PROBLEMS TO WORK ON
1 - In the interview about Mayflower DNA, about how many people are estimated to trace their ancestry back to the Mayflower?
2 - Continue the interview about Mayflower DNA from the point where it stops.

··· EXCERPT ···

Chris: Yes thank you. It’s very interesting. Lots and lots of people who can trace their ancestry, some estimates are around 30 million back to the Mayflower. And as a result of all these descendants there’s specific parts of our DNA that can be utilized for some really fascinating discoveries.

Fisher: And I would imagine too, as you say, that I’m thinking about, DNA can probably disprove some lines as well, right?

Chris: Indeed. That’s the case with Bill Griffiths, a stranger in my genes, where he takes a DNA test and learns immediately that his father was not his father. But, we learn that also way back into the colonial period where folks would take a DNA test and they learn the line that they had thought was correct, and it might actually be correct on paper, but it’s not correct genetically.

Fisher: Yes. Hopefully, we’re adding more descendants than we’re losing as a result of the test. [Laughs] Now, I’m thinking just because we’re going back 400 years that autosomal really doesn’t come into play with this, right?

Chris: No, and especially for the Mayflower since the Mayflower group, once they get to the United States, their homogenous group, they intermarry with one another.

Fisher: Sure.

Chris: There’s a very limited amount of factors where you could utilize autosomal DNA that far back, and it doesn’t relay into what we know about the Mayflower and how the families intermarried with one another. So, we’re not able to use autosomal DNA on any substantial basis in this regard.

Fisher: Sure. Now for those who are listening and not familiar, autosomal DNA is the DNA test normally done by Ancestry.com and 23AndMe, and all the other companies. But the ones that are a little bit more expensive, and a little more specific, are the ones that can really help you break through some of these lines. So, we’re talking about Y-DNA and mitochondrial, right Chris?

··· PROVIDED RECORDS ···

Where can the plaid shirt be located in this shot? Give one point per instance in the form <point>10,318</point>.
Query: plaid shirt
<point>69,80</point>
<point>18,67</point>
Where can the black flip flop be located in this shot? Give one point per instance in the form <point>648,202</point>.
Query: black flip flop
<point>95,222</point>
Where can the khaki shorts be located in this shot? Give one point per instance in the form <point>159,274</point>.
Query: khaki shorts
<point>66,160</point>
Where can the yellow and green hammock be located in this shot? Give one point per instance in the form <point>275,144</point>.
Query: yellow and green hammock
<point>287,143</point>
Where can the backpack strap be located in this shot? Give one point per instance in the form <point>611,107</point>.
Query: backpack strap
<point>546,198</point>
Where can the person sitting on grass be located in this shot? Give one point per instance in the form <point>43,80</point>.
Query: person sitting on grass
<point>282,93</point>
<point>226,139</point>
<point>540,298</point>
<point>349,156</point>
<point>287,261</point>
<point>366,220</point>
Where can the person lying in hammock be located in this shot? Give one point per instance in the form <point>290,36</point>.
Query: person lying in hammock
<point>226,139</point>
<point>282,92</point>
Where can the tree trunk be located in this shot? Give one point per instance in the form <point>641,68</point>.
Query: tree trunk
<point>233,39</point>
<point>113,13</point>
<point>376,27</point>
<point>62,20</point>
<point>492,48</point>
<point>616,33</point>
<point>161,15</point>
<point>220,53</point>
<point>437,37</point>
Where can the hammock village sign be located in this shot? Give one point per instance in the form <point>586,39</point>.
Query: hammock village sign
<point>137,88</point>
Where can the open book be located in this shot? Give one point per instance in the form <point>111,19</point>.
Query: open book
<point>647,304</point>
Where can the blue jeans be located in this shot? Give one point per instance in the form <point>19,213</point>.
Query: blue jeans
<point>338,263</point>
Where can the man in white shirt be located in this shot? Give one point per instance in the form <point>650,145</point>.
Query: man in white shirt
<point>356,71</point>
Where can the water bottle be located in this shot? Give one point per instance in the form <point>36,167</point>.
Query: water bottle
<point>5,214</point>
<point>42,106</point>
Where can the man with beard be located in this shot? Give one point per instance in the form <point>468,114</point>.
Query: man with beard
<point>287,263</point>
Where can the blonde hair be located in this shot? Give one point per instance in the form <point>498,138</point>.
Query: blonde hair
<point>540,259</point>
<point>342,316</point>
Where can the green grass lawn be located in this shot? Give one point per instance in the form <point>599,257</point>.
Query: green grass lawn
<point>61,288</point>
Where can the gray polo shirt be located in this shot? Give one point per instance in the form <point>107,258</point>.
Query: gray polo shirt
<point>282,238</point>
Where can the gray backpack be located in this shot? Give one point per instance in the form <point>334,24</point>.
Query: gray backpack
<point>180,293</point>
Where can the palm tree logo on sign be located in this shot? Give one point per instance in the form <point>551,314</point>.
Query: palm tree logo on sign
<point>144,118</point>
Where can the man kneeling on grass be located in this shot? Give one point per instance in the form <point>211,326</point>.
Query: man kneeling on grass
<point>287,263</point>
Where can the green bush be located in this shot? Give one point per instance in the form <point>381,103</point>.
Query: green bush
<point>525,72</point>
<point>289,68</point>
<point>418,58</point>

···

SOLVED PROBLEMS
1 - Around 30 million.

2 -
Chris: Yes, and really the company that dies this on the largest scale right now is FamilyTreeDNA.com. So, the Y-DNA is a test that only men can take, so if you’re female you’d have to get your brother, your dad to take the test. And this test are father’s, father’s, father’s line, very far back and based on mathematical probabilities and mutation rates, you can essentially  determine the likelihood that two men would share a common ancestor through men only back in a certain way. And mitochondrial DNA works somewhat in the same way. It’s a part of our DNA that both men and women have, but we only get it from our mother who got it from her mother and so on and so forth. So, it’s very much like the same way you can take this test and see who you match to and who you don’t match to. 

Fisher: All right, so let’s talk about some of the new discoveries about the Mayflower. The 400th anniversary is next year. Everything’s building up to that and now there are still new finds about these families and descendant lines that are being made. What’s the latest one, and what excites you about this?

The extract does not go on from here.